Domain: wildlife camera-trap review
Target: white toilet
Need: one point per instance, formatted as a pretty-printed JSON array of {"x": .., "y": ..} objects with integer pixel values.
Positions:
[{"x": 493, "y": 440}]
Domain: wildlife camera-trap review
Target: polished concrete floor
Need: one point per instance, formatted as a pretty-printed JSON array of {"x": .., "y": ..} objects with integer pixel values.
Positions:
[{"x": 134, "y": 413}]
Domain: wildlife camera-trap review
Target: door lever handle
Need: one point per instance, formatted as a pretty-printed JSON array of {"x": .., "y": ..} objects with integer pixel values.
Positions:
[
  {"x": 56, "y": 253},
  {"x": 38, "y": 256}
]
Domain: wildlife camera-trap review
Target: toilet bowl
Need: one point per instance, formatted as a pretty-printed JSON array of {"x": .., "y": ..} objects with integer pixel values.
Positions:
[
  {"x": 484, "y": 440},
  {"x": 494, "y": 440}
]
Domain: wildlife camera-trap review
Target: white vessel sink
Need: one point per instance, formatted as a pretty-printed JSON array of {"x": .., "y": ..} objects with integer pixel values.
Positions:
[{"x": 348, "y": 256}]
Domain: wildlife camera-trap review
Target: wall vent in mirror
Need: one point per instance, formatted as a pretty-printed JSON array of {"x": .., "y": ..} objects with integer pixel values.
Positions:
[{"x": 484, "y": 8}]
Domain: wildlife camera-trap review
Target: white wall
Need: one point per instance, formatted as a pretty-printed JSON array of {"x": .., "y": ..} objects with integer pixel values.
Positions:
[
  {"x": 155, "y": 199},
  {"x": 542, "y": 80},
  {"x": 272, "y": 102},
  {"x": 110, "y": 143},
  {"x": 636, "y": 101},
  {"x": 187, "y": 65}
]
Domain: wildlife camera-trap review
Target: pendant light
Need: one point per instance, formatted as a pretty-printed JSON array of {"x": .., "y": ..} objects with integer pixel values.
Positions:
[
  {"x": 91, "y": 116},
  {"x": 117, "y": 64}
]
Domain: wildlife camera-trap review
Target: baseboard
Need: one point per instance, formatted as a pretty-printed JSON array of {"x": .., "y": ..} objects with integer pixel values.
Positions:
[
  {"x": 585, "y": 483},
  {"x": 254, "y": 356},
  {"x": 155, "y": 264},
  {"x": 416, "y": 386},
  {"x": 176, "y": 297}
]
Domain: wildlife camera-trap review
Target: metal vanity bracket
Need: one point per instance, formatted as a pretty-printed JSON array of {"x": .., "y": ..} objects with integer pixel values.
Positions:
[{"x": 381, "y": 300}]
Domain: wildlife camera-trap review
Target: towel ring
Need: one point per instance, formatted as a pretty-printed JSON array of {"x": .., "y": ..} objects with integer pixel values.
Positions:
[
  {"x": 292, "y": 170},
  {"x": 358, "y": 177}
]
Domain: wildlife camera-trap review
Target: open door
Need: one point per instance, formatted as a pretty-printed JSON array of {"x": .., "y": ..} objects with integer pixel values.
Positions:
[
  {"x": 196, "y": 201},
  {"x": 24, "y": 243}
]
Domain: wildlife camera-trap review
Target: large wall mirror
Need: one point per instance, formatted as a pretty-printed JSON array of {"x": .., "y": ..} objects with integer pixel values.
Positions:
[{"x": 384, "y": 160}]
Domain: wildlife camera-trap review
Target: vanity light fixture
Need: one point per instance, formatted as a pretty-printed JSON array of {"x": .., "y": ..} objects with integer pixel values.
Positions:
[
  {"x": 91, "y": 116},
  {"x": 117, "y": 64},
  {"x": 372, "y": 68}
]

◆ **WHAT THE TASK REQUIRES**
Report how many lines of the records contain the word "wall", treating case as significant, and give only the number.

◆ **WRITTEN ANSWER**
3